[Records for identifying positions]
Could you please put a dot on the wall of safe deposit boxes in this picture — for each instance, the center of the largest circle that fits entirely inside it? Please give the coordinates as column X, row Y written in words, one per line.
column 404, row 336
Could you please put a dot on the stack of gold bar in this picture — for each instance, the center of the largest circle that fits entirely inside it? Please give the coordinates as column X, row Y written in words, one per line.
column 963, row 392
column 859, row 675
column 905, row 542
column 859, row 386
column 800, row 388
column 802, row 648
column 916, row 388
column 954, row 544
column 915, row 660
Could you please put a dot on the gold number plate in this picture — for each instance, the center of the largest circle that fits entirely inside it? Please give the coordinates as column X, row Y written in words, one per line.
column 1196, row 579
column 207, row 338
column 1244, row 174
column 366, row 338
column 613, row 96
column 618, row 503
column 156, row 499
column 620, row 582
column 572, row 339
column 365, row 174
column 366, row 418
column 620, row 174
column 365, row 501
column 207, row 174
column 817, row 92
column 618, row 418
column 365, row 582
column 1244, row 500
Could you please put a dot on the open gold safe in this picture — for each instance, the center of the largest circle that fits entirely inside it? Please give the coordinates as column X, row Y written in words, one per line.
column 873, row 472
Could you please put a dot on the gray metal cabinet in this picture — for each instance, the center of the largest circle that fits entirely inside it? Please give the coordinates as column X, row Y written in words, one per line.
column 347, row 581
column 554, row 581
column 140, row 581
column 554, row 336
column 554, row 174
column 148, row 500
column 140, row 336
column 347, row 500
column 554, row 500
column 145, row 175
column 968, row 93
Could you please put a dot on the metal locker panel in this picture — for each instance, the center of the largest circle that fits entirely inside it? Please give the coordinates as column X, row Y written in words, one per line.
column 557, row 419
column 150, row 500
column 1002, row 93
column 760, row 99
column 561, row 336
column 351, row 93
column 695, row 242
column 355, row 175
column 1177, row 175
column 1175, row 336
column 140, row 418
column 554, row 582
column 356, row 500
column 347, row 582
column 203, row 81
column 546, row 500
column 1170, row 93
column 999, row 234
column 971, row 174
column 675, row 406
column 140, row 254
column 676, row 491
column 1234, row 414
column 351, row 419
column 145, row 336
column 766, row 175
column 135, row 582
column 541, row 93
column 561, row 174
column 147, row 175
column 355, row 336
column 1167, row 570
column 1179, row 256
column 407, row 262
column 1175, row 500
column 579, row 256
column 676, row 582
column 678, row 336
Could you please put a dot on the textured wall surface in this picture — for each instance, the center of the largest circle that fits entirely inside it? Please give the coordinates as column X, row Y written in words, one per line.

# Your objective
Reproduce the material above line for line, changing nothing.

# Output of the exercise
Could you please put a dot on the wall of safe deposit boxes in this picture — for each instance, the center of the largest circle that fits entirely inside it? Please give the coordinates as column X, row Y written in words, one per line.
column 404, row 336
Could you please put a dot on the stack of gold bar in this picture — for each instance, the center of the largest circle that fits entirely inside it? Please give the coordinates as column X, row Y written in words, one per line.
column 963, row 392
column 859, row 675
column 905, row 542
column 859, row 386
column 800, row 388
column 802, row 648
column 916, row 388
column 954, row 544
column 915, row 660
Could you please put a dot on the gold number plate in this picture — for each instance, the center of the largest circle that fits entirely inside it? Please give the coordinates as column X, row Y written in words, one per line.
column 1196, row 579
column 207, row 338
column 1244, row 174
column 366, row 338
column 613, row 96
column 618, row 503
column 156, row 499
column 620, row 582
column 572, row 339
column 365, row 174
column 366, row 418
column 620, row 174
column 365, row 501
column 207, row 174
column 817, row 92
column 618, row 418
column 365, row 582
column 1244, row 500
Could you please put a dot on the open gold safe in this picture — for each instance, the center of the largest circle that fits entirely inside it? Please give the coordinates as column X, row Y written in words, one per line.
column 873, row 472
Could you please put a dot on the gray metal cabinet in this picture — for each instance, the center of the largest circle that fits entirely inside it? Please give the coordinates as column X, row Y written in words, one per line.
column 347, row 581
column 554, row 581
column 140, row 581
column 554, row 336
column 554, row 174
column 148, row 500
column 140, row 336
column 347, row 500
column 554, row 500
column 145, row 175
column 968, row 93
Could you please put a dot on the metal locker panel in this picture — for each instance, the center of the largest circle that fits entirely inside it? Please give the coordinates as column X, row Y written in words, one per line.
column 557, row 419
column 150, row 500
column 1002, row 93
column 760, row 99
column 561, row 336
column 351, row 93
column 695, row 242
column 355, row 175
column 1177, row 175
column 1175, row 336
column 140, row 418
column 554, row 582
column 356, row 500
column 347, row 582
column 203, row 81
column 546, row 500
column 1170, row 93
column 999, row 234
column 971, row 174
column 675, row 406
column 140, row 254
column 676, row 491
column 1234, row 414
column 351, row 419
column 145, row 336
column 766, row 175
column 135, row 582
column 541, row 93
column 561, row 174
column 147, row 175
column 355, row 336
column 1167, row 570
column 1179, row 256
column 407, row 262
column 1175, row 500
column 579, row 256
column 676, row 582
column 678, row 336
Could you please put a dot on the textured wall surface in this picture — for each instance, the center of the largest circle that fits entirely inside it? Please give the coordinates as column X, row Y written in words, one per line.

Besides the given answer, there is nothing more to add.